→ GIVEN EXERCISE
Transcribe a passage of the tentative ruling below word for word, beginning at "Plaintiff State Farm’s" and stopping after "Spring Street Courthouse.".

-- Begin SELECTION --

Judge: Katherine Chilton, Case: 21STLC00976, Date: 2022-09-12 Tentative Ruling

Case Number: 21STLC00976     Hearing Date: September 12, 2022    Dept: 25

PROCEEDINGS:      MOTION FOR JUDGMENT ON THE PLEADINGS

 

MOVING PARTY:   Plaintiff State Farm Automobile Insurance Co.

RESP. PARTY:         None

 

MOTION FOR JUDGMENT ON THE PLEADINGS

(CCP § 438, et seq.)

 

TENTATIVE RULING:

 

Plaintiff State Farm’s Motion for Judgment on the Pleadings is DENIED.  An Order to Show Cause re: Entry of Default Judgment is set for November 30, 2022, at 9:30 a.m. in Department 25, Spring Street Courthouse.

-- End SELECTION --
-- Begin DATA --

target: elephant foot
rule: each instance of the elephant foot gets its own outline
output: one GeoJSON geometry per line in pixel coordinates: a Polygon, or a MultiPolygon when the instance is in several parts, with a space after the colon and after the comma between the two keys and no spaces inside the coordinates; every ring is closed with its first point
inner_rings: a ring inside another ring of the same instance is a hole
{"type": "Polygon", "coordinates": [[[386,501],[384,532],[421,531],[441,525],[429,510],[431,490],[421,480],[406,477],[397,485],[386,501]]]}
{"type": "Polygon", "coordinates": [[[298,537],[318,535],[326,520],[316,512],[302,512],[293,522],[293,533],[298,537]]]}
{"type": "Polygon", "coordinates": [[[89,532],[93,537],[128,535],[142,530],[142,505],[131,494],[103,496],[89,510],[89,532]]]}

-- End DATA --

→ ANSWER TO THIS PROBLEM
Plaintiff State Farm’s Motion for Judgment on the Pleadings is DENIED.  An Order to Show Cause re: Entry of Default Judgment is set for November 30, 2022, at 9:30 a.m. in Department 25, Spring Street Courthouse.